WHAT YOU ARE ASKED TO DO:
Write out again every line from the line with "Spot the painted" to the line with "[382,391,429,697]", both included, with the requests kept and every bounding-box coordinate in the answers shifted up by 15. Leave the pictures out.

DATASET RECORDS:
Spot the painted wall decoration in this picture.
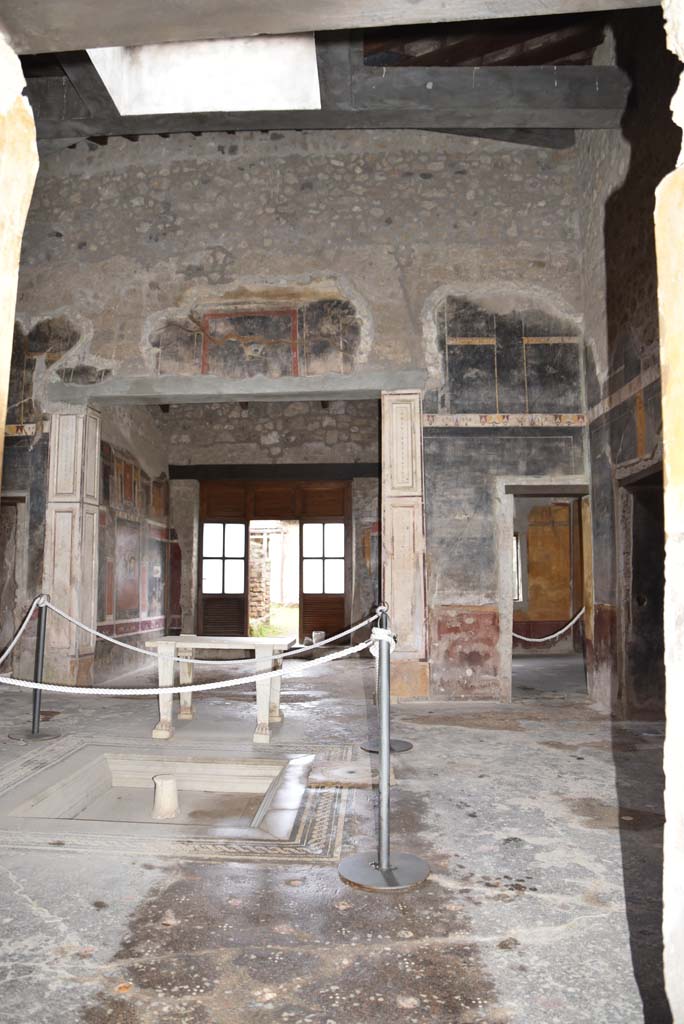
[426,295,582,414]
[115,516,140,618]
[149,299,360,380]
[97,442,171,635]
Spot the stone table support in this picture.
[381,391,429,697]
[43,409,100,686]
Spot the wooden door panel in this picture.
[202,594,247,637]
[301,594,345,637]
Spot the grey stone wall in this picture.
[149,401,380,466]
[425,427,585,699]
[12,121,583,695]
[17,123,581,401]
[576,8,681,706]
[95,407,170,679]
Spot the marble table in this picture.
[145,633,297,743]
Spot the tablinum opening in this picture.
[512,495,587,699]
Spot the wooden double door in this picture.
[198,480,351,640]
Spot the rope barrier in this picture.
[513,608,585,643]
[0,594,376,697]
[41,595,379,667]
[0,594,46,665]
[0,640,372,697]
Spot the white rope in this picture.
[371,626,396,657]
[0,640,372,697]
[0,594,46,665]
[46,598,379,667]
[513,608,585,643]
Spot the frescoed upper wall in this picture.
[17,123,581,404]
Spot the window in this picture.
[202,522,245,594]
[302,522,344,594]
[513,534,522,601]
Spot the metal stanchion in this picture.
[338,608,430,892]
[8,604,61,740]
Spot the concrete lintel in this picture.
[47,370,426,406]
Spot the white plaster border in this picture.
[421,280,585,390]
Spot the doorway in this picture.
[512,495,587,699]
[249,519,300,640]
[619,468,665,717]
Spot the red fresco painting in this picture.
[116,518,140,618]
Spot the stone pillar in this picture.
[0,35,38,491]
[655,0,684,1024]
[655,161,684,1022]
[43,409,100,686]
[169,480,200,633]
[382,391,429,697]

* * *

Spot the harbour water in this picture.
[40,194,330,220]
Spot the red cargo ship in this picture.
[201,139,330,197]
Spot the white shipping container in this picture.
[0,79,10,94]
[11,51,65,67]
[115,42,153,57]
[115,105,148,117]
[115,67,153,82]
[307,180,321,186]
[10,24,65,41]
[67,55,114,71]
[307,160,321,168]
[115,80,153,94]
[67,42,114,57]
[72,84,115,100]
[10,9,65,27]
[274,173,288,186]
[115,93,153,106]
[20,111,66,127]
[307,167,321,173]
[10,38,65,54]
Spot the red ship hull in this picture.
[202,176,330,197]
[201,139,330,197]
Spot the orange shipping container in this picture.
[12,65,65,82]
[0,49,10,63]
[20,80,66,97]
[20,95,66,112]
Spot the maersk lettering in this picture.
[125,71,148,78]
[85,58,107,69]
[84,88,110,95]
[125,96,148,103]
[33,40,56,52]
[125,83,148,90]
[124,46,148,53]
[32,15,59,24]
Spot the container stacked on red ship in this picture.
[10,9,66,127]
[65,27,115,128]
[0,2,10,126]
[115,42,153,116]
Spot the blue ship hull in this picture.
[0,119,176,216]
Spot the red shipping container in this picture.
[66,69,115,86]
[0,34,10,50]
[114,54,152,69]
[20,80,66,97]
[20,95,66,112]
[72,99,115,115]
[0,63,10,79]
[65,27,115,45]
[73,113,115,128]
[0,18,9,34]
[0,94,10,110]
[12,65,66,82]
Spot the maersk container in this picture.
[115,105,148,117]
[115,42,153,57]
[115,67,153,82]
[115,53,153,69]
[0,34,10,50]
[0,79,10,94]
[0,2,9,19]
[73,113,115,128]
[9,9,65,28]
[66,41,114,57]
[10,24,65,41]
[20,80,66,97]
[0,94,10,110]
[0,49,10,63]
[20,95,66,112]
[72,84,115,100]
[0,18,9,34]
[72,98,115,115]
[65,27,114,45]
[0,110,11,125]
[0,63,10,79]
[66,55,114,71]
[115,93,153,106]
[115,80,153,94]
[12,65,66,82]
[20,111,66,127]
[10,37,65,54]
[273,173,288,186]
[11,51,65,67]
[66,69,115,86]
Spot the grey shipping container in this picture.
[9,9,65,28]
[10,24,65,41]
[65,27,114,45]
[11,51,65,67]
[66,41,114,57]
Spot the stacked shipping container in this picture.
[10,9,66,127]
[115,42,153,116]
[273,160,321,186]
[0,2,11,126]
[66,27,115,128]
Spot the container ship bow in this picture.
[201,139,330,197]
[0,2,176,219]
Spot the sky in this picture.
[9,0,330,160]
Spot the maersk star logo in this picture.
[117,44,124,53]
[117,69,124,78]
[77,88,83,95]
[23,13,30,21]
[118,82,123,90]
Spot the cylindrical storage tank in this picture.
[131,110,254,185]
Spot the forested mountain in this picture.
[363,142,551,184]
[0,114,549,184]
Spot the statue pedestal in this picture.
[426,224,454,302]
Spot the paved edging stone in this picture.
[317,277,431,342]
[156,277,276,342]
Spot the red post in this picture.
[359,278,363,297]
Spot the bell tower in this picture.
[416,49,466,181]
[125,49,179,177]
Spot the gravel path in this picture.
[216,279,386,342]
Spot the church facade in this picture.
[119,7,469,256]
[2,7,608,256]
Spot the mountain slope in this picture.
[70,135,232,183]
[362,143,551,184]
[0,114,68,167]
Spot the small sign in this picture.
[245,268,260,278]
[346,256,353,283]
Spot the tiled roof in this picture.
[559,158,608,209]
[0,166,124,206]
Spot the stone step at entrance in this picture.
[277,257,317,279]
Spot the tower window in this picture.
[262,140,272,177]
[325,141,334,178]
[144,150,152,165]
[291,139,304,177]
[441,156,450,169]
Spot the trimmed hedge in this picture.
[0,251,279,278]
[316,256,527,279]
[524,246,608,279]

ANSWER BELOW:
Spot the painted wall decoration in this picture.
[441,310,597,429]
[130,531,155,633]
[164,314,375,395]
[112,457,186,650]
Spot the stone table support in this picture.
[396,406,444,712]
[58,424,115,701]
Spot the wooden door panel in this picture.
[217,609,262,652]
[316,609,360,652]
Spot the grey stone wall in this picture.
[164,416,395,481]
[440,442,600,714]
[27,136,598,710]
[32,138,596,416]
[591,23,696,721]
[110,422,185,694]
Spot the marble table in this picture.
[160,648,312,758]
Spot the tablinum opening in this picture.
[527,510,602,714]
Spot the wooden double door in this picture.
[213,495,366,655]
Spot the rope barrier in this picture.
[528,623,600,658]
[15,609,391,712]
[56,610,394,682]
[15,609,61,680]
[15,655,387,712]
Spot the white rope in this picture.
[386,641,411,672]
[15,655,387,712]
[15,609,61,680]
[61,613,394,682]
[528,623,600,658]
Spot the frescoed upper wall in this picture.
[32,138,596,419]
Spot the window in this picture.
[217,537,260,609]
[317,537,359,609]
[528,549,537,616]
Spot the metal stanchion in this picture.
[353,623,445,907]
[23,619,76,755]
Spot the concrete lintel in this picture.
[62,385,441,421]
Spot the white plaster border in this picture.
[436,295,600,405]
Spot the doorway in this picture.
[527,510,602,714]
[264,534,315,655]
[634,483,680,732]
Spot the red fresco painting in this picture.
[131,533,155,633]
Spot the stone pillar in this picture.
[15,50,53,506]
[670,15,699,1039]
[670,176,699,1037]
[58,424,115,701]
[184,495,215,648]
[397,406,444,712]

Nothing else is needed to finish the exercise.